● Data items:
···
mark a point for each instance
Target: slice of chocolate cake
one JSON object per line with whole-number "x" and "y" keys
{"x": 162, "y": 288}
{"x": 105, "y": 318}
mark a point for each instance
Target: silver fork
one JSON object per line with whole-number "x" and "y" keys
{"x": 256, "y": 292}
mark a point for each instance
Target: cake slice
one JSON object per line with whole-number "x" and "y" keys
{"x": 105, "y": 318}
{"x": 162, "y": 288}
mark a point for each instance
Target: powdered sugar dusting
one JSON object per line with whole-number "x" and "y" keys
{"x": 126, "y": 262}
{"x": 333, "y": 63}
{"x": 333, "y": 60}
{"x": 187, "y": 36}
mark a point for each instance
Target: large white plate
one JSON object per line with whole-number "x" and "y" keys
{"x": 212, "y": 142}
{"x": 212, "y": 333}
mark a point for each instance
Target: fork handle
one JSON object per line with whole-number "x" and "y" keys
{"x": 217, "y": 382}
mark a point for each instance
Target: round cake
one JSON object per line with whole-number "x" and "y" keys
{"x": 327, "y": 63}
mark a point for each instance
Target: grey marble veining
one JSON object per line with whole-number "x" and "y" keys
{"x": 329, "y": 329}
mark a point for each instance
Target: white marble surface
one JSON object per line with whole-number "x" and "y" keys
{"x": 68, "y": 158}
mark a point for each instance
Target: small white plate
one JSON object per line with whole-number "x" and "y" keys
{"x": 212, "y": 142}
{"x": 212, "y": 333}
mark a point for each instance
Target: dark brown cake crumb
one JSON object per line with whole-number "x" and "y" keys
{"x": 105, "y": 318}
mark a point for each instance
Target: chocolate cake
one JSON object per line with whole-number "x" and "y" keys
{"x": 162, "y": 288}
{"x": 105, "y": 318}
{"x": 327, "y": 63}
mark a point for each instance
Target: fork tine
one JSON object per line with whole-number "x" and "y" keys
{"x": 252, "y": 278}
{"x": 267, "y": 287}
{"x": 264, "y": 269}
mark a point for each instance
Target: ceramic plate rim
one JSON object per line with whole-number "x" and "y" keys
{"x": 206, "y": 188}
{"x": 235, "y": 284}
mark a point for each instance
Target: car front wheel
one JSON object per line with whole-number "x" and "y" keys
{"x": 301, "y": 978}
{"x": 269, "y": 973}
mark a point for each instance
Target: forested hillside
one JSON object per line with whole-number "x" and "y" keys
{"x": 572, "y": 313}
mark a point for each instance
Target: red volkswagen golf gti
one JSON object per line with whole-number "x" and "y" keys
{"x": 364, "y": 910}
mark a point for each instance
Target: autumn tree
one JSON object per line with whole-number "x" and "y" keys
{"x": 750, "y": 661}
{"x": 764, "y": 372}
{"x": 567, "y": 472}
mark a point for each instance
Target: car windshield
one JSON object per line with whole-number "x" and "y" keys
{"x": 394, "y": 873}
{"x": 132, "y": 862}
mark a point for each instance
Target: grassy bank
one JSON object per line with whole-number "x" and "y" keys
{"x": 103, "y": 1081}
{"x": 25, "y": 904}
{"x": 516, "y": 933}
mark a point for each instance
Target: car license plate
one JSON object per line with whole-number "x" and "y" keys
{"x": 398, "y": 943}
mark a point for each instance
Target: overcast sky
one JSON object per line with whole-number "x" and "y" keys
···
● What to produce: Report each line from the entries above that contains the string "marble". Matching is case-sensitive.

● Correct response:
Target: grey marble veining
Target: white marble surface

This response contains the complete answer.